> **Exercise**
Copy the listing below word for word, starting at the line that contains "Target: christmas decoration on porch" and ending at the last line of the listing.

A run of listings
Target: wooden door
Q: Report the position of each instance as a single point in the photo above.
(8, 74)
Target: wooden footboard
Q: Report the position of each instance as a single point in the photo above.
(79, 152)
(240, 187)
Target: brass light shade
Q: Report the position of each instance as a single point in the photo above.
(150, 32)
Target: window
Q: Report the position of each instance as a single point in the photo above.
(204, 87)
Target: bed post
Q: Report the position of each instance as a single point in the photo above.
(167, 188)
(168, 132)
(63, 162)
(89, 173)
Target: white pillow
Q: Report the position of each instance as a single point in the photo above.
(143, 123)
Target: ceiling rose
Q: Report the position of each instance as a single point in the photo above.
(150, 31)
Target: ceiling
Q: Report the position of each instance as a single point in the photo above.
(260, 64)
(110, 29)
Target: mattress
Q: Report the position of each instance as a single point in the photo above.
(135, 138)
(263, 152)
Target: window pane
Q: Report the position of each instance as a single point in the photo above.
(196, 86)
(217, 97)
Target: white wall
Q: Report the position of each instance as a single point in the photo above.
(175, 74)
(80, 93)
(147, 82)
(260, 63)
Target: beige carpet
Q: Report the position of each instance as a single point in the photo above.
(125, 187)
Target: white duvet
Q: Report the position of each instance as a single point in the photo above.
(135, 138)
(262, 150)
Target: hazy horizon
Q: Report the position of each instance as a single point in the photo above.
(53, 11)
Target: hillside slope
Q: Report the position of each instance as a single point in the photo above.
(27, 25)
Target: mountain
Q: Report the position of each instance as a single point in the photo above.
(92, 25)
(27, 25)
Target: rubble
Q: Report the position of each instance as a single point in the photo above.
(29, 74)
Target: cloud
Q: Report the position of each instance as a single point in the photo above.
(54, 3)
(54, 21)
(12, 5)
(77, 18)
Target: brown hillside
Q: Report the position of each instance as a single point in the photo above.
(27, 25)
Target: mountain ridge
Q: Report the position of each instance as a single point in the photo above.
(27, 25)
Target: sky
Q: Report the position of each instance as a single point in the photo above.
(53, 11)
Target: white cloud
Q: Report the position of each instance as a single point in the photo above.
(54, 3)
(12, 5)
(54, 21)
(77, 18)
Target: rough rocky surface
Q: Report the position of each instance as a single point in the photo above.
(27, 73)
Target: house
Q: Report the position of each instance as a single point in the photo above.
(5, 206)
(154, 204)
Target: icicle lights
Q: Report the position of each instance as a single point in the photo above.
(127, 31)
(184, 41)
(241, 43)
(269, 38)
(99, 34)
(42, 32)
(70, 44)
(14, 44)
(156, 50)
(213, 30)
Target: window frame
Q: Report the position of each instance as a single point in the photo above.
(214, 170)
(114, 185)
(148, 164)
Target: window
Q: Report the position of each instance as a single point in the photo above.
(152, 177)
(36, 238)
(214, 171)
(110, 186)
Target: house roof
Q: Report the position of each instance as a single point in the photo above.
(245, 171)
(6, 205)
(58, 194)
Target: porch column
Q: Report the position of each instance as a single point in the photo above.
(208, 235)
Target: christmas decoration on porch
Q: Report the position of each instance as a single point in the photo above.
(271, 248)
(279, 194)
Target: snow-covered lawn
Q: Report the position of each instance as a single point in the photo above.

> **Exercise result**
Target: christmas decoration on porch
Q: Report the position of each instance as a single point in the photo above.
(271, 248)
(279, 194)
Target: snow-covered lawn
Q: Report the position of each instance as a single point in the photo above.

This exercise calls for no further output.